■ **ASSIGNED TASK**
Please retype the listing below, matching every line exactly.

■ **DATA PROVIDED**
+++

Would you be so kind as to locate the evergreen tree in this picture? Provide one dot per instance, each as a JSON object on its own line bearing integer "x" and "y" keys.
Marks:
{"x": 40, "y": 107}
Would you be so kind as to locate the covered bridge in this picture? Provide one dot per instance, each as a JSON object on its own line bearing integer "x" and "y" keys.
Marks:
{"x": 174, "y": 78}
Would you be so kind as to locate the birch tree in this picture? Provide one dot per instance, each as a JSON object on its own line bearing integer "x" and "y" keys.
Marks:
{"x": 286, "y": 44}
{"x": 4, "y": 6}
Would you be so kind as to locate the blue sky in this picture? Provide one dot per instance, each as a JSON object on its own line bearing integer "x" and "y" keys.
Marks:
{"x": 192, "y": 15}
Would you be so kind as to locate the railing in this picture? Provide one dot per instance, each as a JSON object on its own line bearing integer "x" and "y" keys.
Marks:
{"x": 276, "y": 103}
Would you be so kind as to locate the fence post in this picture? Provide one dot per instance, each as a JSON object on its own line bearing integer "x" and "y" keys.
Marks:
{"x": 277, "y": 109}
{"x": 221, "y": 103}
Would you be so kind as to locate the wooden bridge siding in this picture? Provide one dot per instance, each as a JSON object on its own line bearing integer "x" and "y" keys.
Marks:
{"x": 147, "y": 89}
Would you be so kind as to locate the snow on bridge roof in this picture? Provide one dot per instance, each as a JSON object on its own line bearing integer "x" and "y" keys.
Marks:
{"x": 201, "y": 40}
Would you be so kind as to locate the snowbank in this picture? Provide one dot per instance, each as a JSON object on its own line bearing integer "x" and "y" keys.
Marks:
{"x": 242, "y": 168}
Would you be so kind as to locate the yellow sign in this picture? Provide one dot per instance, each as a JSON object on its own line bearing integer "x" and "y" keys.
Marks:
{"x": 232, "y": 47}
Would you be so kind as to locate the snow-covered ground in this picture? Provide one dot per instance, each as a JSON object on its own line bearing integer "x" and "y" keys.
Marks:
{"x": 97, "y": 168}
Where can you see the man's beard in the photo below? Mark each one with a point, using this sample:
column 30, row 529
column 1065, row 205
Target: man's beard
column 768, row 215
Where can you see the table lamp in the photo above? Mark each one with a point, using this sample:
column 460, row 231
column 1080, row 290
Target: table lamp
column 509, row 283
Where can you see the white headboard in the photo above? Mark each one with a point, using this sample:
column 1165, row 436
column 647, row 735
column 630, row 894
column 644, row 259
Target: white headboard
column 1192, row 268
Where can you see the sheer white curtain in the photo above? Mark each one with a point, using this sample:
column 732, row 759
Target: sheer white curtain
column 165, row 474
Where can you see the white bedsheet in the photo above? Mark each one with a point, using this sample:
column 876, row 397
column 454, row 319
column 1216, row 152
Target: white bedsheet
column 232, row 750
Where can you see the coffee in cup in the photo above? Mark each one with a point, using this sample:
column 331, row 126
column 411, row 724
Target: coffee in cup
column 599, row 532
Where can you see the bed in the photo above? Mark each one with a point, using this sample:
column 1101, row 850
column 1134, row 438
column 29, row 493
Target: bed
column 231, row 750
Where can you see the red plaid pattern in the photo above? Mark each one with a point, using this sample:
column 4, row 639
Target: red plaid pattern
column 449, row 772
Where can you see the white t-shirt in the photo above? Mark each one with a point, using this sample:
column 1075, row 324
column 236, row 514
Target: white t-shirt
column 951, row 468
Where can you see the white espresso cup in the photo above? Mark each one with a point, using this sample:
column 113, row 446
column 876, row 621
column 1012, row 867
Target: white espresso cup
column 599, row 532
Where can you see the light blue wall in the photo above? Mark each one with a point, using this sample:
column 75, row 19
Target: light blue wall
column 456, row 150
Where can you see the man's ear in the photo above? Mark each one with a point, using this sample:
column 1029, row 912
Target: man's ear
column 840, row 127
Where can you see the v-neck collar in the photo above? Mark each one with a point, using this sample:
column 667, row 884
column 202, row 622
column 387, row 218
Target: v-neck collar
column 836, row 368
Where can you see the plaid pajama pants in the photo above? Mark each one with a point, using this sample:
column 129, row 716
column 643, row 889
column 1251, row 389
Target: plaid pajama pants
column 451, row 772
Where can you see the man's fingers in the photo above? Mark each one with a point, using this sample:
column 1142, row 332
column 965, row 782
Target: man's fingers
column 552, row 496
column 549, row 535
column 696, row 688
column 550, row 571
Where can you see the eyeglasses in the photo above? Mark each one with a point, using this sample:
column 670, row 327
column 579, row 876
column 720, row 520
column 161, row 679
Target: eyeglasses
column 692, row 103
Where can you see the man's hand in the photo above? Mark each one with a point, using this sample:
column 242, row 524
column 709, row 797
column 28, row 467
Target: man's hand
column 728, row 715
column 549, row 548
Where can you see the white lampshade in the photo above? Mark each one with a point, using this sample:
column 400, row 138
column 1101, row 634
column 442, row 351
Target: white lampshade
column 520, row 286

+++

■ **FINISHED TASK**
Would you be so kind as to locate the evergreen tree in this picture? Provide one dot per instance, each as a JSON object on its own line bearing integer "x" and "y" keys.
Marks:
{"x": 40, "y": 107}
Would you be so kind as to locate the covered bridge in this picture? Provide one dot per instance, each as a JSON object on its own line bearing integer "x" and "y" keys.
Marks:
{"x": 174, "y": 78}
Would you be so kind as to locate the birch tree in this picture? Provide one dot per instance, each as a JSON object on its own line bearing integer "x" and "y" keys.
Marks:
{"x": 286, "y": 44}
{"x": 4, "y": 6}
Would you be so kind as to locate the blue sky in this picture? Provide one dot per instance, each as a JSON object on its own line bearing integer "x" and "y" keys.
Marks:
{"x": 192, "y": 15}
Would you be so kind as to locate the railing in this picture? Provide one dot per instance, each as a JSON object on its own line bearing integer "x" and "y" keys.
Marks:
{"x": 276, "y": 103}
Would you be so kind as to locate the fence post in this picture? Provide one dot per instance, each as a JSON object on its own line bearing integer "x" and "y" keys.
Marks:
{"x": 277, "y": 109}
{"x": 221, "y": 103}
Would you be so kind as to locate the wooden bridge siding in this picture? Provide one dot per instance, each as a JSON object on its own line bearing integer "x" and "y" keys.
Marks:
{"x": 147, "y": 89}
Would you be so kind as to locate the snow on bridge roof in this picture? Provide one dot per instance, each as a JSON object on its own line bearing integer "x" and "y" keys.
Marks:
{"x": 201, "y": 40}
Would you be so kind as to locate the snowbank in this picture? Provide one dot per instance, each as a JSON object on its own line bearing integer "x" and "y" keys.
Marks:
{"x": 242, "y": 168}
Would you be so kind as to locate the yellow sign in this picture? Provide one dot per instance, each as a JSON object on its own line bearing integer "x" and "y" keys.
Marks:
{"x": 232, "y": 47}
Would you be so kind as to locate the snow-covered ground in this picture? Provide one dot per instance, each as a JSON object on its own line bearing integer "x" and "y" keys.
Marks:
{"x": 97, "y": 168}
Where can you see the man's beard in the photo below? Mark each one with a point, using this sample:
column 30, row 529
column 1065, row 205
Target: man's beard
column 768, row 215
Where can you see the table lamp in the photo above? Mark each one with a point, using this sample:
column 460, row 231
column 1080, row 290
Target: table lamp
column 509, row 283
Where can you see the white headboard in the photo above? Mark each one with a point, using this sample:
column 1165, row 436
column 647, row 735
column 630, row 894
column 644, row 259
Target: white headboard
column 1192, row 268
Where can you see the sheer white curtain in the photo above? Mark each one with a point, using this sample:
column 732, row 759
Target: sheer white curtain
column 165, row 474
Where can you see the white bedsheet in the photo above? Mark each one with a point, using this sample:
column 876, row 397
column 454, row 319
column 1216, row 152
Target: white bedsheet
column 232, row 750
Where can you see the coffee in cup in the photo above? Mark each one with a point, using this sample:
column 331, row 126
column 411, row 724
Target: coffee in cup
column 599, row 532
Where can you see the bed in the photo above? Mark each one with a point, using this sample:
column 1101, row 850
column 1134, row 438
column 29, row 493
Target: bed
column 231, row 750
Where can you see the red plaid pattern in the photo above? Mark each one with a point, using this sample:
column 4, row 639
Target: red plaid pattern
column 449, row 772
Where can you see the white t-shirt in the photo above? Mark each one with a point, using this sample:
column 1075, row 324
column 236, row 514
Target: white t-shirt
column 951, row 468
Where can you see the white espresso cup in the photo above? Mark each one with a point, using this sample:
column 113, row 446
column 876, row 621
column 1012, row 867
Target: white espresso cup
column 599, row 532
Where can you see the light blue wall in the photo above? Mark each one with a point, using this sample:
column 75, row 19
Target: light blue wall
column 456, row 150
Where can you see the man's ear in the photo above? Mark each one with a point, using this sample:
column 1029, row 912
Target: man's ear
column 840, row 127
Where can you see the v-neck collar in the photo above? Mark each one with a point, using this sample:
column 667, row 884
column 202, row 622
column 387, row 218
Target: v-neck collar
column 836, row 368
Where can you see the plaid pajama pants in the photo above? Mark each one with a point, using this sample:
column 129, row 716
column 643, row 889
column 1251, row 389
Target: plaid pajama pants
column 451, row 772
Where can you see the man's fingers in the photo above? Mark each one with a point, using this sample:
column 1142, row 332
column 965, row 782
Target: man's fingers
column 552, row 496
column 549, row 535
column 696, row 688
column 550, row 571
Where can you see the eyeglasses in the photo above? Mark each one with a point, using this sample:
column 670, row 327
column 579, row 876
column 720, row 520
column 161, row 679
Target: eyeglasses
column 692, row 103
Where can you see the man's hand in the photo above? Mark each one with a point, using this sample:
column 242, row 524
column 709, row 797
column 28, row 467
Target: man's hand
column 728, row 715
column 549, row 548
Where can you see the white lampshade in the photo above? Mark each one with a point, using this sample:
column 400, row 138
column 1101, row 634
column 442, row 351
Target: white lampshade
column 520, row 286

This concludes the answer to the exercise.